## Begin Provided records

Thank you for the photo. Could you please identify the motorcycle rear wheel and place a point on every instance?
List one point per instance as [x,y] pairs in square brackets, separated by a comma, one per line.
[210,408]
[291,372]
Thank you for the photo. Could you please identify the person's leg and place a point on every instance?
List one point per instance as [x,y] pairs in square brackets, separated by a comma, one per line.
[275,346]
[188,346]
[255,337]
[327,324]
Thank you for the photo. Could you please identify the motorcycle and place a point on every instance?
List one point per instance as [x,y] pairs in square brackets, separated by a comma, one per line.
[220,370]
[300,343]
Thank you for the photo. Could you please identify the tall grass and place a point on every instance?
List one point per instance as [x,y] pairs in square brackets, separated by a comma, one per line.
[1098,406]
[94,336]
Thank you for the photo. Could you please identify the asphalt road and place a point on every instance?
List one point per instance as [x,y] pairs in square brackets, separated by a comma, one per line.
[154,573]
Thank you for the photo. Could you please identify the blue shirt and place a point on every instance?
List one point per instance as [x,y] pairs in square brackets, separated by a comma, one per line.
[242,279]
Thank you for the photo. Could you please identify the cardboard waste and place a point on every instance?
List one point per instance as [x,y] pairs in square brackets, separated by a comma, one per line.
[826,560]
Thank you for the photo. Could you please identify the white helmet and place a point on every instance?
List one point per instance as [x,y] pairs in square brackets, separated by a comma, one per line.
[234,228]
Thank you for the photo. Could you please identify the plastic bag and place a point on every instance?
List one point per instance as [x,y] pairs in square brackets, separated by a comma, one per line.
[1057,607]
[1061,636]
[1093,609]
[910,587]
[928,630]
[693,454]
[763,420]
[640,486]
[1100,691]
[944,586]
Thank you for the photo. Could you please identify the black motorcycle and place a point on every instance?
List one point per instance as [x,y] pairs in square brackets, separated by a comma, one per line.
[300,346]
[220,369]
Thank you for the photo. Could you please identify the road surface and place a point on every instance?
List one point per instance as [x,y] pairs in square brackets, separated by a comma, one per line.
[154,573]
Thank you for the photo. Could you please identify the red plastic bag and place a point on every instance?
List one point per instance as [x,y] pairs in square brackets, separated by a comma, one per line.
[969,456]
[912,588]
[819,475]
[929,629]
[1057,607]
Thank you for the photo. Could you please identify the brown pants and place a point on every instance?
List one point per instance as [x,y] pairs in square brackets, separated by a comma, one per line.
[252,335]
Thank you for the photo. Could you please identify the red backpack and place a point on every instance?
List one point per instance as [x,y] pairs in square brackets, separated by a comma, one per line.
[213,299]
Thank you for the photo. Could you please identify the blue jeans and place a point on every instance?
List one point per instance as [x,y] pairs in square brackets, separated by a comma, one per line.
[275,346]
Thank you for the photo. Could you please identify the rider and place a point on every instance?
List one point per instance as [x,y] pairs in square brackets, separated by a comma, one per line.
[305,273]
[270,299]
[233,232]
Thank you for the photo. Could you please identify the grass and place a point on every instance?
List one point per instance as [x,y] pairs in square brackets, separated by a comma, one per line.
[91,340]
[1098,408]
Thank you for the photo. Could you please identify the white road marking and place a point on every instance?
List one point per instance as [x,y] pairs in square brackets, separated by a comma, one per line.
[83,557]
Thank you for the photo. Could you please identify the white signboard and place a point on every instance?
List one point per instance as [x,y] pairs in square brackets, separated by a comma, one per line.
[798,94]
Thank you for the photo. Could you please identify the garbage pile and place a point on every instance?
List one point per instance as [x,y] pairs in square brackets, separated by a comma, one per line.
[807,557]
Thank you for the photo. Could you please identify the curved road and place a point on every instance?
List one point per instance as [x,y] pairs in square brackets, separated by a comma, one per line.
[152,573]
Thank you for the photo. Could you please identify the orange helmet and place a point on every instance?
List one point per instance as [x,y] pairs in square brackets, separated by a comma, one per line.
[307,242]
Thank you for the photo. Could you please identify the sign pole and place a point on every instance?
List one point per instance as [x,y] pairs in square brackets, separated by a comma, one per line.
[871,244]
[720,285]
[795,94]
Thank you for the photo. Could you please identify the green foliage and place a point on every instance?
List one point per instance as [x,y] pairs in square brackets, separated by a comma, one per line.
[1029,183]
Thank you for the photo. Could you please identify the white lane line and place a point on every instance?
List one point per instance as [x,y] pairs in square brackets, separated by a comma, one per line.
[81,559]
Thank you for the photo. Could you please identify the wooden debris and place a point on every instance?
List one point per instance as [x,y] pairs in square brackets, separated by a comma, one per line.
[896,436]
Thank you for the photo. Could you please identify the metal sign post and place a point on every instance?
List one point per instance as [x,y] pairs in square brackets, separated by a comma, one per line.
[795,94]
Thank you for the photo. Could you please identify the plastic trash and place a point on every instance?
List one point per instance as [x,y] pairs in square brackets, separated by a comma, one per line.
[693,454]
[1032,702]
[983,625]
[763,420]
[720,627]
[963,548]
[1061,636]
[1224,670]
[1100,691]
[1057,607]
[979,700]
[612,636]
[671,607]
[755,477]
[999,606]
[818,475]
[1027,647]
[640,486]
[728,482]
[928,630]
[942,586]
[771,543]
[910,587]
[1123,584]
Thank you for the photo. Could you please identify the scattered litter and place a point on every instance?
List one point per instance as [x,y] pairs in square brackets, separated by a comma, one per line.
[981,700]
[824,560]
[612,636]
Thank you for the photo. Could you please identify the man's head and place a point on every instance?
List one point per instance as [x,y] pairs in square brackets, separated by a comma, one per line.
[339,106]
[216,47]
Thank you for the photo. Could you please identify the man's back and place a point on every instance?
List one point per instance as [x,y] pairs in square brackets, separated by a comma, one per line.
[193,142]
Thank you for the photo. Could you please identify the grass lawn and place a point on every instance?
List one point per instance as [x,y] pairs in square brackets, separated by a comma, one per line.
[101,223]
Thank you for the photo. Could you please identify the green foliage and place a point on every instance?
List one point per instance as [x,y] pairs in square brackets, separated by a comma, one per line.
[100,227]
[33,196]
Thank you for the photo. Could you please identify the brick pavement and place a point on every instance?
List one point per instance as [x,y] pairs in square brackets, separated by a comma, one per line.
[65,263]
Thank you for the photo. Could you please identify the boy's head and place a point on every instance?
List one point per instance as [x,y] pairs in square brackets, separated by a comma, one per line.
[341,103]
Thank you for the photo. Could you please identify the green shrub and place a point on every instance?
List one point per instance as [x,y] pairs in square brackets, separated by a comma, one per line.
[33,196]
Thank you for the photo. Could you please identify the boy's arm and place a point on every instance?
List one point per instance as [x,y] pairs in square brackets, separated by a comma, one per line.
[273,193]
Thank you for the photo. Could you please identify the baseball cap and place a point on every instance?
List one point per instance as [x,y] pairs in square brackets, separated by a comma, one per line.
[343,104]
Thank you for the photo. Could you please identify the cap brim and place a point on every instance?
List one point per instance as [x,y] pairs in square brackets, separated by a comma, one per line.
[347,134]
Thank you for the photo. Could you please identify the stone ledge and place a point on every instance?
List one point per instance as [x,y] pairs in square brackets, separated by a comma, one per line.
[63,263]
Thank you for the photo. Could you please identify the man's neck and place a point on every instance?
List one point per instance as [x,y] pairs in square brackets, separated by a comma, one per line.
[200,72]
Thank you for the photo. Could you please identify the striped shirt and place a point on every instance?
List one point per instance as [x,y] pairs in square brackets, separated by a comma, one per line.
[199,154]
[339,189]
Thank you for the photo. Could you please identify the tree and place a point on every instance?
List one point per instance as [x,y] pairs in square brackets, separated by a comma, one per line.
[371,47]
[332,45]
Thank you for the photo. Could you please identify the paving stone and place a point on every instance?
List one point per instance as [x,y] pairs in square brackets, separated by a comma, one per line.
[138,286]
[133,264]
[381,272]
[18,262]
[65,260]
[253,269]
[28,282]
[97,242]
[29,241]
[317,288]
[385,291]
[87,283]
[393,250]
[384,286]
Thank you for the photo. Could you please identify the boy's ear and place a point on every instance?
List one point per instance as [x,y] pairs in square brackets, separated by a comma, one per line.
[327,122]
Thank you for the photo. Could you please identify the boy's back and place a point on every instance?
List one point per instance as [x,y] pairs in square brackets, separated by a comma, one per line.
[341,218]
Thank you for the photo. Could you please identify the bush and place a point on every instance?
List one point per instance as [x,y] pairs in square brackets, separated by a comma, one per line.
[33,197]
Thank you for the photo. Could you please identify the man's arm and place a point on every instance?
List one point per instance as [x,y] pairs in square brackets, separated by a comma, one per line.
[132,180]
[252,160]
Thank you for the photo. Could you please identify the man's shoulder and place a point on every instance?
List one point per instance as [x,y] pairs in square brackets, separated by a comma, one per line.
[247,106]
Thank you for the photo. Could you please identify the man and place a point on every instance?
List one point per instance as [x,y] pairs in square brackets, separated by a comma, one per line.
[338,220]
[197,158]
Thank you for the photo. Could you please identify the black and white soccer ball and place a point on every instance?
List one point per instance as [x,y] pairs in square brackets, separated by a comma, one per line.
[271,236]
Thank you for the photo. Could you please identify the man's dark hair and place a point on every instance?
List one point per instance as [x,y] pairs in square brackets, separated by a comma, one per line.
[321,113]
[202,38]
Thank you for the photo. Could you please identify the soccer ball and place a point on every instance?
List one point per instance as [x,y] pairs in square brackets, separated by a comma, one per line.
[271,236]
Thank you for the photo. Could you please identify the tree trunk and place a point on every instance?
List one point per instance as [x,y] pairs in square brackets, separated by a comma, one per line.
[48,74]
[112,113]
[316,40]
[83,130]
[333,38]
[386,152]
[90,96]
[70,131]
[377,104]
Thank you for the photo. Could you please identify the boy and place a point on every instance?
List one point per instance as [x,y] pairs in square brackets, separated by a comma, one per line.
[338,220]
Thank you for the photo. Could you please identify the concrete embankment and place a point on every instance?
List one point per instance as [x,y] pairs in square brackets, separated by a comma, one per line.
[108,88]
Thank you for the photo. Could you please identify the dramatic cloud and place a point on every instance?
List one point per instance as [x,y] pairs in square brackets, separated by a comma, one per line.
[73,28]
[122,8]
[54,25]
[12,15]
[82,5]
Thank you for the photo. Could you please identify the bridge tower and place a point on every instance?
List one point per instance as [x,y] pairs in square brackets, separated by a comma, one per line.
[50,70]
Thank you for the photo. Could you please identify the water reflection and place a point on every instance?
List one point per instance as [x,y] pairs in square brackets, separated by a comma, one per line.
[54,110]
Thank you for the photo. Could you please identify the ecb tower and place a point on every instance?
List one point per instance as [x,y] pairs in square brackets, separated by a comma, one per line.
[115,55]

## End Provided records

What you are asked to do
Include both ends. Return the line holding "Thank you for the photo. Could you please identify the bridge" and all lines after it in the records above, exactly as written.

Task answer
Thank you for the photo. Could you please identify the bridge tower and place a point on every instance?
List one point per instance as [x,y] pairs in square brackets, separated by a comma, one per line.
[50,70]
Thank you for the photo. Could you please identify the water reflection and place a point on every instance?
List one point per instance as [x,y] pairs in square brackets, separated by a comma, one per line.
[54,110]
Thank you for the photo. Could you please identify the ecb tower and place a point on every instance?
List one point per instance as [x,y] pairs in square brackets, separated by a comma, one per line.
[115,55]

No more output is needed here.